
-¿Y qué consecuencia trajo consigo el cine sonoro? ¿Significó una pérdida de algunas de las cualidades que el cine mudo poseía?
-El sonoro se impuso hacia 1930, cuando así lo decidieron los poderes establecidos, cuando lo necesitaron para, entre otras cosas, además de la imagen, dar la palabra a los grandes líderes políticos. Sustituyó al cine mudo cuando éste vivía su momento de máxima plenitud como lenguaje artístico autónomo. Con el sonoro llegó la palabra e inevitablemente la literatura, la escritura y, con ella, la ley. Lo cual significó la aceptación de nuevas servidumbres. Entre otras, la del texto, que creció y creció hasta tomar el poder. Sucedió, más o menos, lo que siempre pasa cuando chocan dos culturas distintas, una más desarrollada técnicamente que la otra: el fruto mestizo que crearon suponía a la vez una conquista y una pérdida. Conquista incuestionable, a partir de la cual el cine se revela como el lenguaje más capacitado para reflejar las apariencias de la realidad; pero pérdida también, ya que el sonoro produjo una cierta banalización de los valores esenciales de la imagen. En cualquier caso, creo que ese tránsito fue fructífero porque se trataba de dos formas distintas, sí, pero que habitaban un mismo universo. ƒsa es la gran diferencia que existe con el tránsito del cine a la televisión.

-¿En qué medida este tránsito del cine a la televisión es sustancialmente distinto al tránsito del cine mudo al sonoro?

-Para empezar, la televisión pertenece a otro orden de valores. No continúa el cine por la simple razón de que no es un dispositivo para crear algo. Reproduce, difunde, pero no crea. Es decir, no es un arte. La imagen electrónica ha dado lugar, más que a un nuevo lenguaje, a un sistema de reproducción, a un código visual. No tiene nada que ver con el cine, que fue, y sigue siendo, memoria y sueño.

-¿Cómo influye la televisión en el cine español actual? ¿Qué factores deben tenerse en cuenta?

-Influye de una manera decisiva, y siempre a partir de un hecho: la televisión necesita películas para cubrir una parte muy importante de su programación. Así que la televisión y el cine están poco menos que obligados a mantener relaciones, aunque sean de pago. Porque la industria del cine subsiste hoy gracias al dinero de la televisión. Su influencia es innegable, y ha ido tomando proporciones cada vez mayores, hasta el punto de que los productores tratan de acomodar su iniciativa al gusto y los intereses de los ejecutivos de televisión, que por lo general están demasiado influenciados por criterios que casi todo lo cifran en los índices de audiencia.

++++++++

CONSIGNA DE TRABAJO 1
Según la entrevista sobre el cine y la televisión, ¿hacia qué año se impuso el cine sonoro?
CONSIGNA DE TRABAJO 2
Prosigue la entrevista sobre el cine y la televisión a partir de su última frase.

ENTRADAS PROPORCIONADAS
++++++++

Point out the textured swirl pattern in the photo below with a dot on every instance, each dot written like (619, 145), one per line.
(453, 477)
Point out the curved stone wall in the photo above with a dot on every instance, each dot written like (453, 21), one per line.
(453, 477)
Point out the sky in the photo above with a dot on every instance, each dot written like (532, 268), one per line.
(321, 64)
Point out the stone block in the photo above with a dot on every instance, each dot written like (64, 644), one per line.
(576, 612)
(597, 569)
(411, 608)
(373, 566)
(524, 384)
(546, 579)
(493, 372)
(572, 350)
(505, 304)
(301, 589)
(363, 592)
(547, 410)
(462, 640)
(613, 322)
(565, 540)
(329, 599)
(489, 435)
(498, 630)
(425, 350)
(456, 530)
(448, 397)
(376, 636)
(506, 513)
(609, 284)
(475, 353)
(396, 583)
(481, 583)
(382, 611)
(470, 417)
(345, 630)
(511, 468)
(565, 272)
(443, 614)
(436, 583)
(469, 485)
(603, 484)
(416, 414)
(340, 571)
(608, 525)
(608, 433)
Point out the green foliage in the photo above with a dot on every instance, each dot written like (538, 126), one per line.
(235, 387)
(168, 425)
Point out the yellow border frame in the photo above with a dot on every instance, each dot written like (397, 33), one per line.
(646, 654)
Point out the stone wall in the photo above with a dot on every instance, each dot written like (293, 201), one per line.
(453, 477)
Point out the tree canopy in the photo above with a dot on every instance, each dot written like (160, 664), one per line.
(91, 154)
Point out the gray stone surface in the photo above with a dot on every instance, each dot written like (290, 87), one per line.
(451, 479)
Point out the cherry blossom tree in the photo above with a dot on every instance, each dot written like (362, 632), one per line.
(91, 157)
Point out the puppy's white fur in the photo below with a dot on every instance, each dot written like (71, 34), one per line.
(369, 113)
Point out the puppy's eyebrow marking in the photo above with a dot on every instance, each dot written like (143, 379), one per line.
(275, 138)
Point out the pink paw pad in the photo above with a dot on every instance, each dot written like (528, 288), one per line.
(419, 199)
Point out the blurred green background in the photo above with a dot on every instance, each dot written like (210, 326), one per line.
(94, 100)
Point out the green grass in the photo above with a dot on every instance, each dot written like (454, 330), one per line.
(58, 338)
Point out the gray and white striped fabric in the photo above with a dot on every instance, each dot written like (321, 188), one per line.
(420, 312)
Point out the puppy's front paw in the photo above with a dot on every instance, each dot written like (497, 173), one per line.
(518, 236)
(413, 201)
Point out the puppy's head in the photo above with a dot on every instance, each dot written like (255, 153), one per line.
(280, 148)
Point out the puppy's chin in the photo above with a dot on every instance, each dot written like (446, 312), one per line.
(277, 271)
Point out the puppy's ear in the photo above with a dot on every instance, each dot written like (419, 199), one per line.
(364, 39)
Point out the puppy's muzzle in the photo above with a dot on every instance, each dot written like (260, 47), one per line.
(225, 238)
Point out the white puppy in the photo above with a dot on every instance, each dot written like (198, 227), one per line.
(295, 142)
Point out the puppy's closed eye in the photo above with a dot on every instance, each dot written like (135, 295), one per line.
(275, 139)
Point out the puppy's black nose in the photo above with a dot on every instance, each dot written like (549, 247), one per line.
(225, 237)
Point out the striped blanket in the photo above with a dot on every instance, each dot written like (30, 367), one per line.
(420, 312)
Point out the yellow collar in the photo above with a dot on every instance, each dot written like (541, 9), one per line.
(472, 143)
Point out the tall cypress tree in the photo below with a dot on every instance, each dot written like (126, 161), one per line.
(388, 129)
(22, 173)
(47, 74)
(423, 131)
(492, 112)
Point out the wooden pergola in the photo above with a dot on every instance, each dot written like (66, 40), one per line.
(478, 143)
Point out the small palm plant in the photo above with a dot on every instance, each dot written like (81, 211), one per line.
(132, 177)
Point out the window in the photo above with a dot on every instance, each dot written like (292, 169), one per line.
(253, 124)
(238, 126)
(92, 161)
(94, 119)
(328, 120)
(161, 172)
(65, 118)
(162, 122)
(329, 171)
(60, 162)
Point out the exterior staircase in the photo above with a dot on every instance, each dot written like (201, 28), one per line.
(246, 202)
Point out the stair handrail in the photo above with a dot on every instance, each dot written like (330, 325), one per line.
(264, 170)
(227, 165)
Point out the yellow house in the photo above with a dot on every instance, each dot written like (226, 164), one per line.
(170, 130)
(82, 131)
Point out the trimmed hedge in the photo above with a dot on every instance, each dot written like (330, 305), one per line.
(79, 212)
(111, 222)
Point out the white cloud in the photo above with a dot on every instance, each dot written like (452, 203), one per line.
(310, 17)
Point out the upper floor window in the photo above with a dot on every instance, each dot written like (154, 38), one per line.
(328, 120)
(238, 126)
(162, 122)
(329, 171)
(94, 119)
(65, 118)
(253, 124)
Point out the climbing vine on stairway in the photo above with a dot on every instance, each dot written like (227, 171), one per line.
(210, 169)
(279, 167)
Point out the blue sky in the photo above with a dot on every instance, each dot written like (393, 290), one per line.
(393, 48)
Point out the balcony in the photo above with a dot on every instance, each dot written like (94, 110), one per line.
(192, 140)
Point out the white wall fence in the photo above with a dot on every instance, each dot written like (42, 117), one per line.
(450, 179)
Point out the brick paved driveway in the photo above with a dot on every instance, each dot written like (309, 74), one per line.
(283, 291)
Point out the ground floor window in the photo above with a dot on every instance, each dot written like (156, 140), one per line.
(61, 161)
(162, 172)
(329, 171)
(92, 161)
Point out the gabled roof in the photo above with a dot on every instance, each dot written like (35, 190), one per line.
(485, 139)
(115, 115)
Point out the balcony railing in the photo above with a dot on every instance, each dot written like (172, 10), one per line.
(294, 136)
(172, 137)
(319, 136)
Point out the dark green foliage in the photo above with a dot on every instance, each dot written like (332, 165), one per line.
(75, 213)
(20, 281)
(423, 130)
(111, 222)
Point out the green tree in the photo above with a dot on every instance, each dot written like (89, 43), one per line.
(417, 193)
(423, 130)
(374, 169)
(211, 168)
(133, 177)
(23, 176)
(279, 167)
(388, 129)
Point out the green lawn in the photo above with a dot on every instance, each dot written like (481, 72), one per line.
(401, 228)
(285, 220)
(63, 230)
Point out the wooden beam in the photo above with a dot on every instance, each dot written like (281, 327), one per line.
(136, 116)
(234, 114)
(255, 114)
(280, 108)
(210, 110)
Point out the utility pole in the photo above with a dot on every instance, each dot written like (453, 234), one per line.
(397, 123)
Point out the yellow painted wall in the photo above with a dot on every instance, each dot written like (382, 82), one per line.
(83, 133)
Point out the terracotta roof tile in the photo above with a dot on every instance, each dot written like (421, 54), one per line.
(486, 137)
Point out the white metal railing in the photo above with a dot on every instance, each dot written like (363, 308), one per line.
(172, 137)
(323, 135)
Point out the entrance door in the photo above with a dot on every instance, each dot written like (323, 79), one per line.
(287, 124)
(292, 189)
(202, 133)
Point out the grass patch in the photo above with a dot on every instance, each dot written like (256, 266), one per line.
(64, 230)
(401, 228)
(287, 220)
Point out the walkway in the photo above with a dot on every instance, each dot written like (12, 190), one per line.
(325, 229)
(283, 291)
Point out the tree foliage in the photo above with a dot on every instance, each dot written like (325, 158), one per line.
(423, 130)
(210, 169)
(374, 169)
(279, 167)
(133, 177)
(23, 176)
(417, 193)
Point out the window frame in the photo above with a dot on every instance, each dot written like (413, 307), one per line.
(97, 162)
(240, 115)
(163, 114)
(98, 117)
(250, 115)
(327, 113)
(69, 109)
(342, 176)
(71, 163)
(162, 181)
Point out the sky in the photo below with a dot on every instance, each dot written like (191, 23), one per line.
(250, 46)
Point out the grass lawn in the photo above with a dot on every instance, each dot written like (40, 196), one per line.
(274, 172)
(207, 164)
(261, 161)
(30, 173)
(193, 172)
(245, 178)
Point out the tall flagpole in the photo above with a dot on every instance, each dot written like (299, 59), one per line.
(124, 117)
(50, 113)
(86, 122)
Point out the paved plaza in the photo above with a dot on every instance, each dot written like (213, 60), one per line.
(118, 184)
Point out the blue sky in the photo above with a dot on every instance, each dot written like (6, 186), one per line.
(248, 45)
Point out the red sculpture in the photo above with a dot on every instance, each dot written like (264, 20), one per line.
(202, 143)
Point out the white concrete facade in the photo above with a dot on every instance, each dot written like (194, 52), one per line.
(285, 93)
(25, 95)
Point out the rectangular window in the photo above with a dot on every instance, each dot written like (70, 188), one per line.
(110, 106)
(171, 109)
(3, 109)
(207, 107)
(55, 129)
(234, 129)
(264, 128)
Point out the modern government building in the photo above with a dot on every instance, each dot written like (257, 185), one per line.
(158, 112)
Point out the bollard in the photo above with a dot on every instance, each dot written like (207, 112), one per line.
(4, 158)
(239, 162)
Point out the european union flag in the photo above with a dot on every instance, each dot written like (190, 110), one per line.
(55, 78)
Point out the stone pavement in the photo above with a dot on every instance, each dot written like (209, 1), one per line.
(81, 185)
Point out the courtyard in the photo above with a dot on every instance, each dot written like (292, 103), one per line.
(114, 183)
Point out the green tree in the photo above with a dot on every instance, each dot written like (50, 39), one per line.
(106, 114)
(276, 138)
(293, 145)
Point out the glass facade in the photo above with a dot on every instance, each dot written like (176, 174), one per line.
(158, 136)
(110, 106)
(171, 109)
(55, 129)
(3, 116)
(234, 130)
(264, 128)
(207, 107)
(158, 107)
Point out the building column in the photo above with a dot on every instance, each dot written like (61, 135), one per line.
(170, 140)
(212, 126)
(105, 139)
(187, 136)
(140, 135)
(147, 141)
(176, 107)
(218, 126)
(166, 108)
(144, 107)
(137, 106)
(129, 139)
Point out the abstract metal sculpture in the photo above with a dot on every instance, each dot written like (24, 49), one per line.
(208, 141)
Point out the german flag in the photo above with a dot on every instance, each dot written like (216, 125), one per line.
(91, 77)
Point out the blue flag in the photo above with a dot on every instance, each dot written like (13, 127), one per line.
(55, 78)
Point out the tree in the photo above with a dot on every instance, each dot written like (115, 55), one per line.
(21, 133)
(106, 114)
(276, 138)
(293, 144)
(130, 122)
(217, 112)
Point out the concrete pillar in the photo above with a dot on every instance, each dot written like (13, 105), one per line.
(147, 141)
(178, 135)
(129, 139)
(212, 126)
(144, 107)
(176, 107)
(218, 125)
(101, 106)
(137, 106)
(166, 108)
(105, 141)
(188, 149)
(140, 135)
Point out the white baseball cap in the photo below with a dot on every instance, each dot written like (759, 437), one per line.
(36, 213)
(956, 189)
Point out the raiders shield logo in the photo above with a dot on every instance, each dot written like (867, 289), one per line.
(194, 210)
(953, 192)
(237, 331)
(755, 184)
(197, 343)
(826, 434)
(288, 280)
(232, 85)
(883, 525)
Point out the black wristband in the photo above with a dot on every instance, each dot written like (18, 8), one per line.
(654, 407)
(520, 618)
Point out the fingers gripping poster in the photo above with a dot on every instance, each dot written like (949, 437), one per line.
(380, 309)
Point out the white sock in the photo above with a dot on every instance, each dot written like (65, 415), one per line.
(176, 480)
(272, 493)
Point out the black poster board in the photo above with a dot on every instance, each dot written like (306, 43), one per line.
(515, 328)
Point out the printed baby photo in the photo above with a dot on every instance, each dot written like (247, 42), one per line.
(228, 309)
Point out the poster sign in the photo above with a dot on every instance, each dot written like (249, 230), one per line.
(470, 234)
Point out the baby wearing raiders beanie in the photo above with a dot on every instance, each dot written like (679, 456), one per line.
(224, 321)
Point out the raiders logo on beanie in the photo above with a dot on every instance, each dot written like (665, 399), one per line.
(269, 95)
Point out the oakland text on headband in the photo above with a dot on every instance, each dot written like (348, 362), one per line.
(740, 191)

++++++++

RESULTADO DEL EJERCICIO 1
Hacia 1930.

RESULTADO DEL EJERCICIO 2
-Entonces, ¿se puede concluir que la influencia de la televisión sobre el cine actual es negativa?

-Sí, en el plano de la creación, sobre todo, pero con matices importantes que conviene aclarar. Quiero decir que no lucho por defender la virtud del cine frente al pecado de la televisión. No se puede abordar este tema en abstracto, sin analizar lo que ha sucedido. Porque la televisión tiene ya unos años de existencia, los suficientes para observar su evolución y llevar a cabo un balance. Conviene recordar que hubo grandes cineastas -Rossellini, Welles, Renoir, Hitchcock- que, en principio, confiaron en la televisión, trabajando para ella durante un tiempo. De esta colaboración surgieron obras que constituían un magnífico ejemplo de lo que una televisión pública podía llegar a hacer. Es decir, trazaron un horizonte de exigencia. ¿Qué se ha hecho hoy de él? Sencillamente, salvo raras excepciones, ha desaparecido por completo. Con frecuencia uno oye decir que la televisión es un medio que se ha ido degradando cada vez más. Seguramente es cierto, pero eso también se puede afirmar del cine. Lo que la televisión ha hecho es delimitar al máximo su función, erradicando todo lo que ha considerado inútil o superfluo, reduciéndose a lo que de verdad estaba destinada. Sus administradores han descubierto cuál era el destino que querían darle, de acuerdo con sus intereses sectarios. Porque la televisión, desde su nacimiento, ha tenido siempre que ver con el poder, es decir, con el mercado y la publicidad. De ahí que se haya convertido en el órgano principal de formación de masas a escala planetaria. Esa es la función que los poderes públicos y privados han cargado sobre sus espaldas. Y es la televisión, a su vez, la que en pago recíproco los sostiene a ellos.